::: Records shown

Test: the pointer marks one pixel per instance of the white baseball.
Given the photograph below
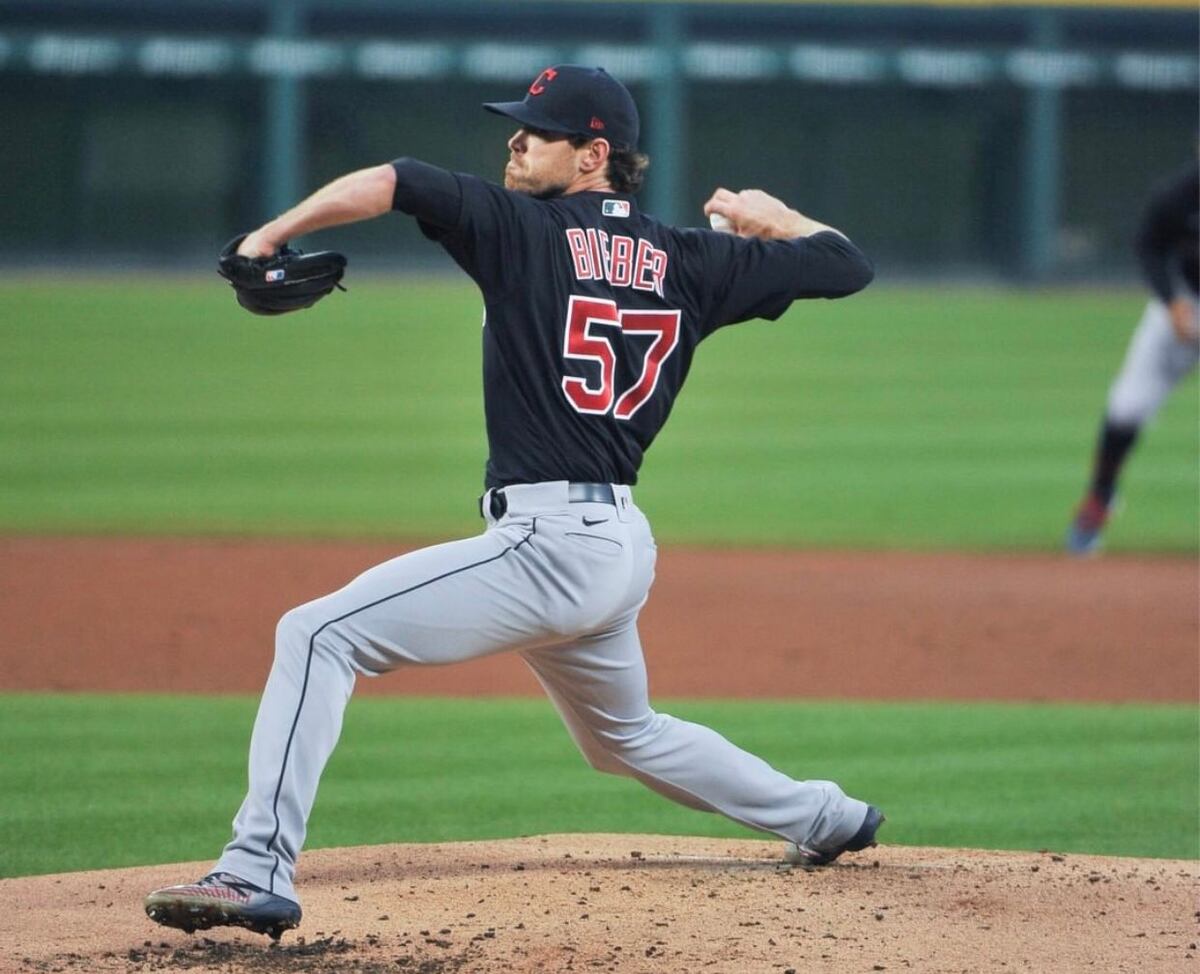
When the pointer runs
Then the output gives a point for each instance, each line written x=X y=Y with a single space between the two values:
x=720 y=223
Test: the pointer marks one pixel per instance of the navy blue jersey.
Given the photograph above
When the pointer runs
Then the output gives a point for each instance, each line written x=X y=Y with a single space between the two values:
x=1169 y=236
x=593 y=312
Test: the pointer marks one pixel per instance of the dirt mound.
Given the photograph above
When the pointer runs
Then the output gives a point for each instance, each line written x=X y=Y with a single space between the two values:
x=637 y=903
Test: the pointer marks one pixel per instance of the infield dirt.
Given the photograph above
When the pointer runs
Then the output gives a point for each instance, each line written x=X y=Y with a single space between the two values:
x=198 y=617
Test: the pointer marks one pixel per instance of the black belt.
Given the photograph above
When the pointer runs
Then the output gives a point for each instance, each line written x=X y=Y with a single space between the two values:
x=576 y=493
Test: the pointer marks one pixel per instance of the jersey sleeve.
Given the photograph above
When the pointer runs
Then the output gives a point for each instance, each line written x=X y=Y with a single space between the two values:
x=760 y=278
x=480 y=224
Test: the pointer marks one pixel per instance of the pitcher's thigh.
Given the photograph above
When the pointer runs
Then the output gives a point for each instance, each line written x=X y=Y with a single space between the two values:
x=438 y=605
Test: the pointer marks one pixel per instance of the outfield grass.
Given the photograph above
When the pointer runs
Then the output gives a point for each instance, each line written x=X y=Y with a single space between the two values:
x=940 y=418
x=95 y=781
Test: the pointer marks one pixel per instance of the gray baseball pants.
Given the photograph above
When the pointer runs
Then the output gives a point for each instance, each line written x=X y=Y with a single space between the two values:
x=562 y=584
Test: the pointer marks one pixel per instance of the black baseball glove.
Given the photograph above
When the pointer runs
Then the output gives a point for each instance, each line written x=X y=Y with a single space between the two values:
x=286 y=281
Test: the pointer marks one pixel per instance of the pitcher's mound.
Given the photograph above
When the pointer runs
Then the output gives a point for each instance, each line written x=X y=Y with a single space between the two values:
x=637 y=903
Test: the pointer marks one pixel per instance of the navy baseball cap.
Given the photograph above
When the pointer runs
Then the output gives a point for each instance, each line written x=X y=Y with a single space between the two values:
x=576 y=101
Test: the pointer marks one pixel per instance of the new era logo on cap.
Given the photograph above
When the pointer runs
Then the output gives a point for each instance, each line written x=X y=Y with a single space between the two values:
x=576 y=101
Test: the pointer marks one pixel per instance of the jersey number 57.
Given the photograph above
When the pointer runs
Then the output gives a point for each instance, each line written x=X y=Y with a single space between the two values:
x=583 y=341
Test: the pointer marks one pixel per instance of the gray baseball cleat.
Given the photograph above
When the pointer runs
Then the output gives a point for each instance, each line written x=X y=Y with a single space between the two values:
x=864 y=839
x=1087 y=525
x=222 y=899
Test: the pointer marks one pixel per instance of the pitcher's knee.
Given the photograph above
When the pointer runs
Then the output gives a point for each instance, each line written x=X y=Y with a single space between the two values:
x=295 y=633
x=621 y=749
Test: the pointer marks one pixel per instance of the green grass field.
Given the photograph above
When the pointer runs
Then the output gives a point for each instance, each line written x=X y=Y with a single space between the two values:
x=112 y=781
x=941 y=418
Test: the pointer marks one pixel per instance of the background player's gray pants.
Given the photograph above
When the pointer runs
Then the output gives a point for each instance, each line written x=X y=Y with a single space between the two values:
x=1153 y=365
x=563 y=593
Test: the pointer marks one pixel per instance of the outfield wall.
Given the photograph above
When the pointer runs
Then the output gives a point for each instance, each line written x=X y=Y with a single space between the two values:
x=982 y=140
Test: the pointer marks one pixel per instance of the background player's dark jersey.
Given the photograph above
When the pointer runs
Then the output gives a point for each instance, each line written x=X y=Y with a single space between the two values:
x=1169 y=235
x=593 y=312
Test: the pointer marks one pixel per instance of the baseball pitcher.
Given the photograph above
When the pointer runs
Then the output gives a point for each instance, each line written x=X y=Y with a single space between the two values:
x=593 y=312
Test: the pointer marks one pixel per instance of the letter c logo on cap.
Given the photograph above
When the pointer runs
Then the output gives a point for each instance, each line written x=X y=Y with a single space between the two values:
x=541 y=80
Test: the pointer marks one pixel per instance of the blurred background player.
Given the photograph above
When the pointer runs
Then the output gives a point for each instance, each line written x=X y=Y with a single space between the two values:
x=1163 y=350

::::::

» **Exercise directions**
Can you write out again every line from the start of the rows through the line containing "x=480 y=224", instructions and all, shifting each x and y coordinate in the answers by -82 and leaving out the picture?

» **Exercise output**
Test: the pointer marks one pixel per instance of the white baseball.
Given the photograph below
When the pointer runs
Then the output gives a point for each instance, each line written x=X y=Y with a single space between the two values:
x=638 y=141
Test: the pointer marks one pixel per instance of the navy blue jersey.
Given the photograph above
When the pointer runs
Then the output gives a point for each instance, each line written x=X y=Y with a single space between the two values:
x=1087 y=154
x=511 y=230
Test: the pointer marks one pixel per instance of the dirt mound.
Given the photograph above
When the pointer runs
Then the output gives a point for each instance, each line written x=X y=Y with a single space between the two values:
x=555 y=821
Test: the pointer marks one pixel per instance of the infield dirt.
Given the photograph above
When the pointer runs
Then the output gives a point for each instance, each line written x=X y=Y with a single space between the two values:
x=116 y=535
Test: the pointer marks one pixel per instance of the black belt.
Given the photograph above
When the pointer runs
Then the output gives a point for each instance, each line written x=X y=Y with a single space between the two values:
x=494 y=411
Test: the pointer marks one pixel per instance of the jersey sleeve.
Given the photograph above
When the pointer runs
Then the output gives a point for each instance, each line written x=X y=Y with a single space between the two values:
x=678 y=196
x=398 y=142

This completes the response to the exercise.